▸ **Data in this exercise**

◆ ◆ ◆ ◆ ◆ ◆ ◆

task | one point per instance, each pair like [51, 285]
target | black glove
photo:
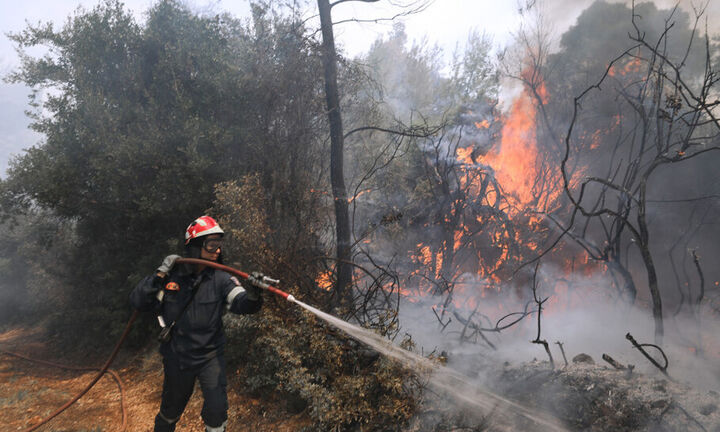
[254, 292]
[167, 264]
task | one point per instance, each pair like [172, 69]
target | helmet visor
[211, 245]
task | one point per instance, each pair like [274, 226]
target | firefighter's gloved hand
[253, 292]
[167, 264]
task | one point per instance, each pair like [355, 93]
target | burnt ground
[584, 396]
[29, 392]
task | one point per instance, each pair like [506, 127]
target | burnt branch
[562, 350]
[640, 347]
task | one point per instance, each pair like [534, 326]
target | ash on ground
[584, 397]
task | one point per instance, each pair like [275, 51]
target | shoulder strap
[195, 289]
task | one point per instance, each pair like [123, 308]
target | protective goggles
[212, 245]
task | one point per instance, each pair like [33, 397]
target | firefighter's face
[212, 247]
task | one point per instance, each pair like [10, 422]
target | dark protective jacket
[198, 334]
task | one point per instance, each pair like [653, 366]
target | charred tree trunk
[337, 180]
[644, 247]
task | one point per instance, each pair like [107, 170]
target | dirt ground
[29, 392]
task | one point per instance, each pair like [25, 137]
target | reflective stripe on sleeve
[237, 290]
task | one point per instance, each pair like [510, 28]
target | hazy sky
[445, 22]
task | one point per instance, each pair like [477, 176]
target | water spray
[442, 378]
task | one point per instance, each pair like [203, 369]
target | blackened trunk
[337, 180]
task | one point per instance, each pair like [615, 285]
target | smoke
[585, 320]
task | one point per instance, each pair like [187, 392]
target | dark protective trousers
[178, 386]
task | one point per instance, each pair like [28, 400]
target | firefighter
[189, 301]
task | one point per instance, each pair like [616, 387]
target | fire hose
[260, 281]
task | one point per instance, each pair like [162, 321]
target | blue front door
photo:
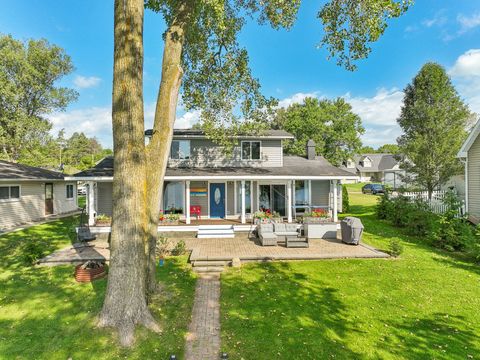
[217, 200]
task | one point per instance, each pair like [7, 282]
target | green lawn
[424, 305]
[45, 314]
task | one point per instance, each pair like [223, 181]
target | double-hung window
[69, 190]
[251, 150]
[10, 192]
[180, 150]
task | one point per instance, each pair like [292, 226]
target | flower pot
[88, 275]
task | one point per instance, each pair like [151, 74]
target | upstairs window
[180, 150]
[9, 192]
[69, 190]
[251, 150]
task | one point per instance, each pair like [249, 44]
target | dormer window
[251, 150]
[180, 150]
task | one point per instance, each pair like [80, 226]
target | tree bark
[158, 149]
[125, 303]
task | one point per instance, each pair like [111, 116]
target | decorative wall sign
[198, 192]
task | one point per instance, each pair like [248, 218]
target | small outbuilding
[29, 194]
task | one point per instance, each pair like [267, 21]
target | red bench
[196, 210]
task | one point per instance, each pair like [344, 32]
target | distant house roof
[192, 133]
[15, 171]
[380, 162]
[293, 166]
[470, 140]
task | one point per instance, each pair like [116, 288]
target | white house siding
[205, 153]
[30, 206]
[61, 204]
[320, 192]
[104, 198]
[474, 179]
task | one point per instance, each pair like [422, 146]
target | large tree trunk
[125, 303]
[158, 149]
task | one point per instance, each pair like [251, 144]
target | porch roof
[294, 167]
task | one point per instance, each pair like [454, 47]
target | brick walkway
[203, 339]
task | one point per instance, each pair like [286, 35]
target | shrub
[179, 249]
[163, 246]
[345, 199]
[395, 248]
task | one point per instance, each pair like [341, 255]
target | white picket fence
[436, 203]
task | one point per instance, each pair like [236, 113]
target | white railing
[436, 203]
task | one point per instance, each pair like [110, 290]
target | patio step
[215, 231]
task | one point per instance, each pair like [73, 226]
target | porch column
[289, 201]
[91, 203]
[242, 191]
[187, 202]
[335, 200]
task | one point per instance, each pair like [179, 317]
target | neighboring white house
[29, 193]
[376, 167]
[470, 151]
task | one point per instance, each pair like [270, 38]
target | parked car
[373, 189]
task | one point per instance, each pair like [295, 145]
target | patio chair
[266, 235]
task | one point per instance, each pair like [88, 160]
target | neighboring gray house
[29, 193]
[470, 151]
[376, 167]
[256, 176]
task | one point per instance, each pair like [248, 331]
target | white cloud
[296, 99]
[467, 64]
[381, 109]
[468, 22]
[85, 82]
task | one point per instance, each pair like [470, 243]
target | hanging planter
[89, 271]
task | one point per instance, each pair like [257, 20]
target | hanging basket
[85, 273]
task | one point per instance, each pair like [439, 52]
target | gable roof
[193, 133]
[470, 140]
[15, 171]
[380, 162]
[293, 166]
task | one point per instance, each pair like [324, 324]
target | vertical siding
[200, 200]
[30, 206]
[205, 153]
[474, 179]
[61, 204]
[320, 192]
[104, 198]
[230, 198]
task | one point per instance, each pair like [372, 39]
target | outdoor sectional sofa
[270, 234]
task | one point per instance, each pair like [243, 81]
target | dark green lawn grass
[45, 314]
[424, 305]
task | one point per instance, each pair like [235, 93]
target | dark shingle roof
[15, 171]
[292, 165]
[201, 133]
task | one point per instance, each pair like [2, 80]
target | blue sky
[288, 63]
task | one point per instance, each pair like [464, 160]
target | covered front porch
[221, 201]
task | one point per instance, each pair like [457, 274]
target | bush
[345, 199]
[179, 249]
[395, 248]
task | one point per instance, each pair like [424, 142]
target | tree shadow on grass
[47, 315]
[280, 314]
[441, 336]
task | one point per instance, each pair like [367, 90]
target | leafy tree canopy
[331, 124]
[433, 119]
[29, 73]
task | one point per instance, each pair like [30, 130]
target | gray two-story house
[203, 183]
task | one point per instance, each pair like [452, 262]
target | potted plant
[103, 220]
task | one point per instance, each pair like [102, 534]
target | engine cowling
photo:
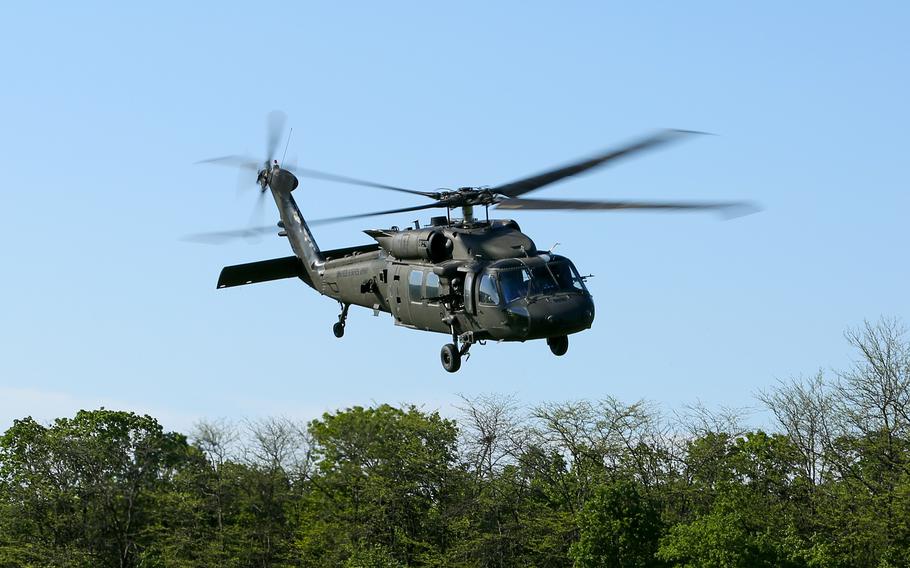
[420, 245]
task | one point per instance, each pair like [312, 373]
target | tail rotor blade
[275, 128]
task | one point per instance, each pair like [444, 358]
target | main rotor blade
[244, 162]
[532, 183]
[274, 130]
[375, 213]
[728, 209]
[303, 172]
[220, 237]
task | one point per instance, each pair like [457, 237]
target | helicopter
[472, 278]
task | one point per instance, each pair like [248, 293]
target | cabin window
[486, 291]
[432, 292]
[415, 280]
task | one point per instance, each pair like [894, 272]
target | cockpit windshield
[558, 276]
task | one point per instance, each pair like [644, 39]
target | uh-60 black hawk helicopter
[475, 279]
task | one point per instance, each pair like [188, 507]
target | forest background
[578, 483]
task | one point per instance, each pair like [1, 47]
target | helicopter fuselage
[484, 280]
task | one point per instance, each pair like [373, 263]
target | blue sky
[104, 108]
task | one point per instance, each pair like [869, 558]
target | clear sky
[104, 108]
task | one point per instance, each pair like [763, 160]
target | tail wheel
[558, 345]
[450, 357]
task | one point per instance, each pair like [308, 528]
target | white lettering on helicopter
[349, 272]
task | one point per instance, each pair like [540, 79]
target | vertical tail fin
[282, 183]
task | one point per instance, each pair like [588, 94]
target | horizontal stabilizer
[263, 271]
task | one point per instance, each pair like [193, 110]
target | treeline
[565, 484]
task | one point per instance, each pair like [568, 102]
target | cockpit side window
[415, 281]
[486, 291]
[432, 288]
[566, 276]
[514, 284]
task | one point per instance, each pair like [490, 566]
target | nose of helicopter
[560, 315]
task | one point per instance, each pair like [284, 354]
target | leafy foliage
[588, 483]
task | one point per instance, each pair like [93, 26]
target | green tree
[619, 527]
[82, 491]
[384, 477]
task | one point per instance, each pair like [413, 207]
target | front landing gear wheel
[558, 345]
[450, 357]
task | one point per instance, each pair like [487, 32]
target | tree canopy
[579, 483]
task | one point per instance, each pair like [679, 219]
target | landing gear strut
[338, 328]
[451, 354]
[558, 345]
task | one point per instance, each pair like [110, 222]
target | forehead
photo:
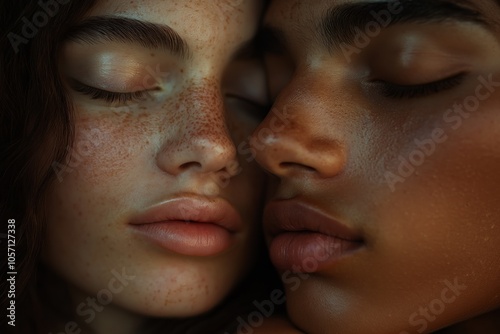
[190, 18]
[289, 15]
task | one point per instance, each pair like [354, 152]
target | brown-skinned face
[384, 141]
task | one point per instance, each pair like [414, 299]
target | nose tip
[296, 150]
[202, 141]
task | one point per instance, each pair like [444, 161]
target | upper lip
[295, 216]
[196, 209]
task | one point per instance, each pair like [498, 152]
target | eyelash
[396, 91]
[110, 97]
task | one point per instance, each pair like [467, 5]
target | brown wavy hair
[36, 125]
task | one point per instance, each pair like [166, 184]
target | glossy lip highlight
[192, 226]
[304, 239]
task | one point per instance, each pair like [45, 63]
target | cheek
[440, 203]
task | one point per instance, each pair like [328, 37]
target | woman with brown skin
[119, 128]
[385, 142]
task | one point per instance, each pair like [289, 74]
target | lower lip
[188, 238]
[308, 252]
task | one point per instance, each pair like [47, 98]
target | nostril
[294, 165]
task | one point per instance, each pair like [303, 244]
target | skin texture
[341, 138]
[176, 142]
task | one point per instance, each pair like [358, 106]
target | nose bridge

◆ ◆ ◆ ◆ ◆ ◆ ◆

▸ **Stated problem**
Return the lines from the line containing "task | one point per instance, each pair like [498, 152]" to the end of the entries above, exactly as they appear and with no other output.

▸ **Response to this task**
task | one point per instance, each pair like [498, 152]
target | eyelash
[396, 91]
[110, 97]
task | one point per instance, each pair like [467, 5]
target | brown wavy hair
[36, 125]
task | one point per instance, each pair like [166, 184]
target | glossy lip highlight
[192, 226]
[304, 239]
task | one point per instance, each pair like [45, 63]
target | cheek
[440, 203]
task | one point per instance, each pair like [328, 37]
target | woman with brown skin
[119, 128]
[385, 142]
task | one point per instance, each pair like [289, 74]
target | lower lip
[188, 238]
[308, 252]
task | one point per instance, each pair like [47, 98]
target | nostril
[294, 165]
task | one point per instance, each pair like [303, 244]
target | skin texture
[341, 138]
[176, 142]
task | one point per instance, each pair like [358, 106]
target | nose bridge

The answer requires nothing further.